Une réflexion continue, je veux dire variée, avec les formes diverses, métonymiques, où apparaissent dans la clinique les points foyers de ce manque, fera la suite de notre discours. Mais nous ne pouvons pas ne pas le traiter sans cesse avec la mise en question de ce qu’on peut appeler les buts de l’analyse. Les positions prises à cet égard sont si instructives, enseignantes, que je voudrais, au point où nous en sommes, que, outre cet article sur lequel il y aurait lieu, pour le suivre dans les détails, de revenir, vous lisiez un autre article d’un nommé Szasz, sur les buts du traitement analytique, On the theory of psychanalytic treatment, dans lequel vous verrez qu’est avancé ceci, c’est que les buts de l’analyse sont donnés dans sa règle, et que du même coup ses buts ne peuvent se définir que promouvant comme fin dernière de l’analyse, de toute analyse, qu’elle soit didactique ou pas, l’initiation du patient, à un point de vue scientifique, c’est ainsi que s’exprime l’auteur, concernant ses propres mouvements.

Est-ce là une définition ? Je ne dis pas que nous puissions l’accepter ou la repousser, c’est une des positions extrêmes, c’est une position assurément très singulière et spécialisée ; je ne dis pas, est-ce là une définition que nous ne puissions accepter ? je dis, qu’est-ce que peut nous apprendre cette définition ? Vous avez ici entendu assez pour savoir qu’assurément, s’il y a quelque chose que j’ai mis maintes fois en cause, c’est justement le rapport, du point de vue scientifique, en tant que sa visée est toujours de considérer le manque comme comblable, en tout cas, avec là problématique d’une expérience, incluant, elle, de tenir compte du manque comme tel.

Ι1 n’en reste pas moins qu’un tel point de vue est utile à repérer, surtout si on le rapproche d’un article d’une autre analyste, d’un article plus ancien de Barbara Low, concernant ce qu’elle appelle les Entschädigungen, les compensations de la position de l’analyste. Vous y verrez produite une référence toute opposée, qui est non pas celle du savant, mais celle de l’artiste, et qu’aussi bien ce dont il s’agit dans l’analyse, c’est quelque chose de tout à fait comparable, nous dit-elle, — ce n’est pas certes une analyste moins remarquable pour la fermeté de ses conceptions — tout à fait comparable à la sublimation qui préside à la création artistique.

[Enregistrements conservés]
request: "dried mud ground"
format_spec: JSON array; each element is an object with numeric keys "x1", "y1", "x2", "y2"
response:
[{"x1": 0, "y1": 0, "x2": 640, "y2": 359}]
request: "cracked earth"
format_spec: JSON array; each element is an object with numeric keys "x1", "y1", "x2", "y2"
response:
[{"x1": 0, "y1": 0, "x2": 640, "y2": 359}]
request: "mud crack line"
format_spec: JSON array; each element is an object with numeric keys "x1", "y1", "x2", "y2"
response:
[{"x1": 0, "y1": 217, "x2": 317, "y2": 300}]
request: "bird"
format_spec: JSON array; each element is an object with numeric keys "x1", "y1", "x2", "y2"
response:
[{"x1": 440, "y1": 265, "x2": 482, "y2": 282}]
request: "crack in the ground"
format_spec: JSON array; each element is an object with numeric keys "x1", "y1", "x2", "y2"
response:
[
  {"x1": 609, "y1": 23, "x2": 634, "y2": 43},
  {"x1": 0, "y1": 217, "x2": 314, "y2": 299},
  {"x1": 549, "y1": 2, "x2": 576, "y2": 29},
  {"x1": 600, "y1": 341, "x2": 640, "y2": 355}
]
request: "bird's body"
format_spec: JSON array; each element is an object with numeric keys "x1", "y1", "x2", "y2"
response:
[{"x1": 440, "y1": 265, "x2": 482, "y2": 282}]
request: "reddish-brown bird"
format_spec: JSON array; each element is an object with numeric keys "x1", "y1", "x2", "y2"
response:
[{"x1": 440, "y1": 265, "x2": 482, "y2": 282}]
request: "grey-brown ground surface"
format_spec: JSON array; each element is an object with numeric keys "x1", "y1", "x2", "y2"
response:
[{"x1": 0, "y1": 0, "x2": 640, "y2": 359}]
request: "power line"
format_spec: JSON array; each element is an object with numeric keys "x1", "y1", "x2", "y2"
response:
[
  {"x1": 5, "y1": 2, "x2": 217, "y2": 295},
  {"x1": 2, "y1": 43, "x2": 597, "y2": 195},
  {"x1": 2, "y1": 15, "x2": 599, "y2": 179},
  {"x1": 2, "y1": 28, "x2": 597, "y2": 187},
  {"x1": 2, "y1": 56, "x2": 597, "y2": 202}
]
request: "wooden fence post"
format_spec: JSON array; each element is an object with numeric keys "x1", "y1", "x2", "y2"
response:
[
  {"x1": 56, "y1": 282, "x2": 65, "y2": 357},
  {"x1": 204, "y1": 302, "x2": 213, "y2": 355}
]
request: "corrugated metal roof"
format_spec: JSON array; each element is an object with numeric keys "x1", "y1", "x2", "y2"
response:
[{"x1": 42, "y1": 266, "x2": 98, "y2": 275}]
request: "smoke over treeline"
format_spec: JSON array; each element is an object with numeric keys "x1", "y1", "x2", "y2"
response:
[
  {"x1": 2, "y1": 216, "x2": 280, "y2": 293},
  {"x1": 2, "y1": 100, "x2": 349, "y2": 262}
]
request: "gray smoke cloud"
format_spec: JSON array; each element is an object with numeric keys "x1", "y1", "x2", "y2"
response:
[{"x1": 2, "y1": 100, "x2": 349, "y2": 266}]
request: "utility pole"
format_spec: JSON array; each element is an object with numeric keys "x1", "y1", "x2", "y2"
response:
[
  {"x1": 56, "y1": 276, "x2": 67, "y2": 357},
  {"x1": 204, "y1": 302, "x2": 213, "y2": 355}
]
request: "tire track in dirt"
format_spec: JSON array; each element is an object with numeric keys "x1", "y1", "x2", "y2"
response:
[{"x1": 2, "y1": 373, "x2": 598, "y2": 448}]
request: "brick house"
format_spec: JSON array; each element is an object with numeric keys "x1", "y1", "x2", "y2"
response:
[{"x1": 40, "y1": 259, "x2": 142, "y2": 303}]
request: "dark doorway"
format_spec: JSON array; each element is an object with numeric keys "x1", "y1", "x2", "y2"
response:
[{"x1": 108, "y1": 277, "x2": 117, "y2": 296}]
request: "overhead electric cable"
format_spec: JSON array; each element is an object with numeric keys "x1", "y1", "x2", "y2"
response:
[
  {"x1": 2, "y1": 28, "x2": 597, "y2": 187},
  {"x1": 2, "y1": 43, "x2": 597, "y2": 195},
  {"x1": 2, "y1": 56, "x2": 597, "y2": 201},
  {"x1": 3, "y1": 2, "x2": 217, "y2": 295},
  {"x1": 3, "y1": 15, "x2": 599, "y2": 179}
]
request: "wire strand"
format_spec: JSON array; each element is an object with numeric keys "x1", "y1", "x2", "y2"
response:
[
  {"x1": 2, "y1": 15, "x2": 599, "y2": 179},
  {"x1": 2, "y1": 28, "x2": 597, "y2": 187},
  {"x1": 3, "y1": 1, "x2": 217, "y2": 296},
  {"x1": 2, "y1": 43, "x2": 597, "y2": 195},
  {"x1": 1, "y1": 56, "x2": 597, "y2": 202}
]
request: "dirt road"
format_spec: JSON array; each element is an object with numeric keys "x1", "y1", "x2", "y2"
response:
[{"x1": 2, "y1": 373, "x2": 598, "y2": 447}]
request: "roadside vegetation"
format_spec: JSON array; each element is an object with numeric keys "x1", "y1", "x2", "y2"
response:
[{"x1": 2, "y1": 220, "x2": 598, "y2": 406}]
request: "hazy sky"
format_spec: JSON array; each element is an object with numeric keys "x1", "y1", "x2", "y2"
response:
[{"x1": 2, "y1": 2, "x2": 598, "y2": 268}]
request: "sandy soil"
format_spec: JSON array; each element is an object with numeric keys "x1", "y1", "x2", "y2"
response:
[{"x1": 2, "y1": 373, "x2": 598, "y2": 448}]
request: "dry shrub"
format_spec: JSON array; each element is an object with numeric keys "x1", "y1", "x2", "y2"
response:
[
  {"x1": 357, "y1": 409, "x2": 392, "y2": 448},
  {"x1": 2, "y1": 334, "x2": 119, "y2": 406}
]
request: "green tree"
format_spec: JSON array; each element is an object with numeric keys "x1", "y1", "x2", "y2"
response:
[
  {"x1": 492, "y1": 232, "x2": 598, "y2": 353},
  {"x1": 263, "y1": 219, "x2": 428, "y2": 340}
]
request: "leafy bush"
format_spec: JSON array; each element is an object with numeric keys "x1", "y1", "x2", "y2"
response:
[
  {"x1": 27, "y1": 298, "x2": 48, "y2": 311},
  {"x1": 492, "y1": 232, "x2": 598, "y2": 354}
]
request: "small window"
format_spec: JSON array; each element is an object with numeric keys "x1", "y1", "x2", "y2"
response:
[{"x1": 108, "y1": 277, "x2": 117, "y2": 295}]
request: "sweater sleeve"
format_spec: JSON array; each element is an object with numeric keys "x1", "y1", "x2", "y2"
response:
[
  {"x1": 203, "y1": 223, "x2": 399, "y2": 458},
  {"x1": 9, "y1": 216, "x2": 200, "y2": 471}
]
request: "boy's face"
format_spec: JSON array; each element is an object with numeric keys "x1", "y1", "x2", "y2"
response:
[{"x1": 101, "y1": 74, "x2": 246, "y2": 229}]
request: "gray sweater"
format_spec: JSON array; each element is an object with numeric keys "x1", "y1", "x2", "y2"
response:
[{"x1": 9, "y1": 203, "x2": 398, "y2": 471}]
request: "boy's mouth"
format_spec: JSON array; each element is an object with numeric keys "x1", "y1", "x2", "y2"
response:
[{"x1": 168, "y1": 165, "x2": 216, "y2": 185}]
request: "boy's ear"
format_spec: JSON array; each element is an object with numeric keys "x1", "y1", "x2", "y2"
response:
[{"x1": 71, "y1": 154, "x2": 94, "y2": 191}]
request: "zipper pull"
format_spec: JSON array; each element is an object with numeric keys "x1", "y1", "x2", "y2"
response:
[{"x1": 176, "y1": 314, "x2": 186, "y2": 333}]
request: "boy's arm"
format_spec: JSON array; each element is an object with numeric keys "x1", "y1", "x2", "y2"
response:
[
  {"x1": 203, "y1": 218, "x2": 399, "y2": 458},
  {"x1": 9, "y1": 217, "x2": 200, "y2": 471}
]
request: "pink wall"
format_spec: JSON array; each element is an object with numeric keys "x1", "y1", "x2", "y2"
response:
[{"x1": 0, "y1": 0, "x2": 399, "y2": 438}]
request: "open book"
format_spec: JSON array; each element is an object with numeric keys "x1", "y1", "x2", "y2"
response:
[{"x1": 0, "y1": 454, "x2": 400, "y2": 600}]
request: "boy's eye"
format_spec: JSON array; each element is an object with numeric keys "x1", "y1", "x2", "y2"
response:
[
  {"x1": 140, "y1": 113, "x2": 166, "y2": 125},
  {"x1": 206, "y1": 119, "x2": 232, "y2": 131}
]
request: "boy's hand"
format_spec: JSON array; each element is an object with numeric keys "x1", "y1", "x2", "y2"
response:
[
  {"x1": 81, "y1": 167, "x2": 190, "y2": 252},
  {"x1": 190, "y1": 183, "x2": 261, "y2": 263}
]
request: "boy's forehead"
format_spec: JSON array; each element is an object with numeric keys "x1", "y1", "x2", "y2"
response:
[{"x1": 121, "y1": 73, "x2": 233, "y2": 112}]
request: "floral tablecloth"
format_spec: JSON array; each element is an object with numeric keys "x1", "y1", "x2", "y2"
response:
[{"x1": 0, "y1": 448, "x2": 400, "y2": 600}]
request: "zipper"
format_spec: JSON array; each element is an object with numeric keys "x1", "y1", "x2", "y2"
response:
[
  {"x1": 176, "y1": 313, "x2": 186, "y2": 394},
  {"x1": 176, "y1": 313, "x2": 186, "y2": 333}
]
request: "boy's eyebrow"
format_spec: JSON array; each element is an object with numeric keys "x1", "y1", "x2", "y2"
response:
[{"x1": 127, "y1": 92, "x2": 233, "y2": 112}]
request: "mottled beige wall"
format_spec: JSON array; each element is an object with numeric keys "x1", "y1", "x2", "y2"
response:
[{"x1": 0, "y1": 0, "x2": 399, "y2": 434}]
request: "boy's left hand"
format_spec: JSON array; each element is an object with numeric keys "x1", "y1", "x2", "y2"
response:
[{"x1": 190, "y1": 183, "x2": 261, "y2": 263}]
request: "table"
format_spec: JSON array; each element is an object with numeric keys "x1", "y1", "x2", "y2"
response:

SÉRIE D'EXERCICES:
- A) Les affirmations suivantes concordent-elles avec le texte sur les buts de l'analyse ? Répondez à chacune par oui ou par non, en citant les mots décisifs du texte. (i) L'article de Szasz porte le titre anglais « On the theory of psychanalytic treatment ». (ii) L'article de Barbara Low est plus récent que celui de Szasz. (iii) Barbara Low prend pour référence l'artiste plutôt que le savant.
- B) Pouvez-vous poursuivre le texte sur les buts de l'analyse à partir de sa dernière phrase ?

CORRIGÉ:
- A)
(i) Oui : « un autre article d’un nommé Szasz, sur les buts du traitement analytique, On the theory of psychanalytic treatment ».
(ii) Non : « d’un article plus ancien de Barbara Low ».
(iii) Oui : « qui est non pas celle du savant, mais celle de l’artiste ».

- B)
Est-ce qu’avec ces trois textes — le troisième qui est dans l’Internazionale Zeitschrift de l’année 20, enfin de la 20e année de l’Internazionale Zeitschrift für Psychoanalyse, en allemand, je le tiens, malgré sa rareté, à là disposition de celui qui voudrait bien s’en charger -, est ce que nous ne pourrions pas décider que le 20 février qui est le jour où ma rentrée… Puisque je vais m’absenter maintenant -, est possible, mais non pas certaine, est-ce que nous ne pourrions pas décider que 2 ou 3 personnes, 2 personnes qui sont ici et que j’ai interrogées tout à l’heure, pourraient en répartissant entre elles les rôles comme bon leur semblerait, l’un d’exposer, l’autre de critiquer ou de commenter, ou au contraire alternant, comme le chœur, les deux parties que constitueraient ces deux exposés, est-ce que ces deux personnes, s’en adjoignant à l’occasion une troisième pour le troisième article, ce n’est pas impensable, ne pourraient pas s’engager à ne pas laisser trop longtemps ici cette tribune vide et à reprendre, à ma place si je ne suis pas là, avec moi dans l’assistance si je reviens, ce problème, à savoir s’occuper exactement des trois articles dont je viens de parler.

Je crois avoir obtenu d’eux — il s’agit respectivement de Granoff et de Perrier — leur consentement tout à l’heure ; je vous donne donc rendez-vous pour les entendre, le 20 février, ici, c’est-à-dire dans exactement trois semaines.